__DIRECTION__: Could you copy the entries below character for character, leaving out the pictures?

-- Start of RECORDS FOR THE EXERCISE --

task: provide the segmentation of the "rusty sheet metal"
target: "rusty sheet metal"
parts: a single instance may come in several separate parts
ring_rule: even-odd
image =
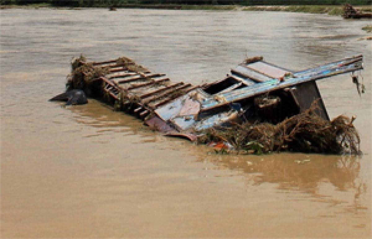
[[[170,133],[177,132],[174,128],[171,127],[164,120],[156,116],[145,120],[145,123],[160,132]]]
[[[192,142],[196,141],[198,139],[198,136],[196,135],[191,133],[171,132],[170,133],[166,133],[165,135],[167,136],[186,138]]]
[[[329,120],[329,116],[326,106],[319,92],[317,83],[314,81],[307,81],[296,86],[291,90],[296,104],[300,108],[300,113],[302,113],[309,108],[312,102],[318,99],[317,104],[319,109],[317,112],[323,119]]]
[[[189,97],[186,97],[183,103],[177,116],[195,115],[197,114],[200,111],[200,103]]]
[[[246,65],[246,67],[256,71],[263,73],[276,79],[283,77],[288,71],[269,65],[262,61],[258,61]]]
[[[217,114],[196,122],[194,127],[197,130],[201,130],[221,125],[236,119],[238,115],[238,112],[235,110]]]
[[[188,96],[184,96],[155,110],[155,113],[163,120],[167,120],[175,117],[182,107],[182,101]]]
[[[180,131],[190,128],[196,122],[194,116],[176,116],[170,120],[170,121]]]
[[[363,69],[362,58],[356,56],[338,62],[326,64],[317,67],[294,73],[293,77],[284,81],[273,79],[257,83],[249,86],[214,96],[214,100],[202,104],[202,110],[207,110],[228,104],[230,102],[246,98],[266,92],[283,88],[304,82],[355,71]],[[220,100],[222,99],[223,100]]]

-- End of RECORDS FOR THE EXERCISE --

__EXERCISE SOLUTION__:
task: provide the segmentation of the "rusty sheet metal"
target: "rusty sheet metal"
parts: a single instance may come in several separate parts
ring_rule: even-odd
image =
[[[170,133],[177,132],[174,128],[171,127],[164,120],[156,116],[145,120],[145,123],[160,132]]]
[[[192,142],[196,141],[198,139],[198,136],[196,135],[191,133],[171,132],[170,133],[166,133],[165,135],[167,136],[186,138]]]
[[[329,120],[329,116],[326,106],[319,92],[317,83],[314,81],[307,81],[296,86],[291,90],[296,104],[300,108],[300,113],[302,113],[309,108],[312,102],[318,99],[317,104],[319,109],[317,112],[323,119]]]
[[[189,97],[186,97],[183,103],[177,116],[195,115],[197,114],[200,111],[200,103]]]
[[[246,65],[246,67],[256,71],[263,73],[276,79],[283,77],[288,71],[269,65],[262,61],[258,61]]]
[[[217,114],[196,122],[194,127],[197,130],[201,130],[221,125],[236,119],[238,115],[238,112],[235,110]]]
[[[188,96],[184,96],[155,110],[155,113],[163,120],[167,120],[175,117],[182,107],[182,101]]]
[[[180,131],[190,128],[196,122],[194,116],[176,116],[170,120],[170,121]]]
[[[363,69],[362,58],[356,56],[338,62],[326,64],[317,67],[294,73],[293,77],[284,81],[273,79],[257,83],[249,86],[214,96],[214,100],[202,104],[202,110],[207,110],[228,104],[230,102],[246,98],[266,92],[283,88],[304,82],[355,71]],[[220,100],[222,99],[223,100]]]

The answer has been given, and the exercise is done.